• _Exercice_:
Recopiez fidèlement la partie de l'entretien sur le coût des routes en Haïti qui commence à « F.D. : L’autre question » et se termine à « avez cette position ? ».

• _Extrait_:
* * * * *

F.D. : L’autre question qui a été soulevée ces derniers mois c’est le coût des infrastructures. Le président Jovenel Moïse l’a souligné à plusieurs reprises que le kilomètre d’une route a un prix. Au niveau de la BID, vous avez cette position ?
K.E. : Oui. Je pense que le Président a raison. C’est vrai que la route menant vers Jérémie va être la route la plus chère du monde. Pourquoi ? Je pense que les raisons sont multiples. La première est une raison de marché. Il n’y a pas un marché profond en Haïti. Il n’y a pas beaucoup d’entreprises qui vont venir travailler ici. Les entreprises qui viennent sont chères. Il faut travailler avec des entreprises qui coûtent très chères. Il y a une autre raison. Comme l’Etat est faible, il faut mettre beaucoup de supervision. On a la supervision de la supervision de la supervision. Et cela coûte cher aussi. C’est un autre facteur. Autre chose, dans le cas de Cayes-Jérémie, un tronçon devait être fait par l’Etat, un autre par l’entreprise. Et il y a eu des problèmes. L’Etat (pas sous l’administration Moïse) n’avait pas la capacité de payer. Alors, les travaux ont été interrompus plusieurs fois. Alors il fallait refaire. Si on avait déjà fait le terrassement, il fallait le refaire. Cela coûte de l’argent. Il y a toutes sortes de problèmes qui font qu’effectivement les travaux sont beaucoup plus chers. C’est pour cela que je pense que l’idée d’avoir des moyens de l’Etat en Haïti avec une formule comme la Caravane du changement est très bonne.

* * * * *

• _Données fournies_:
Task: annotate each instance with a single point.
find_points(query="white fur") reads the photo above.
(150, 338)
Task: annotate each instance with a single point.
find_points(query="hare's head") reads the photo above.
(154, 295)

* * * * *

• _Résultat_:
F.D. : L’autre question qui a été soulevée ces derniers mois c’est le coût des infrastructures. Le président Jovenel Moïse l’a souligné à plusieurs reprises que le kilomètre d’une route a un prix. Au niveau de la BID, vous avez cette position ?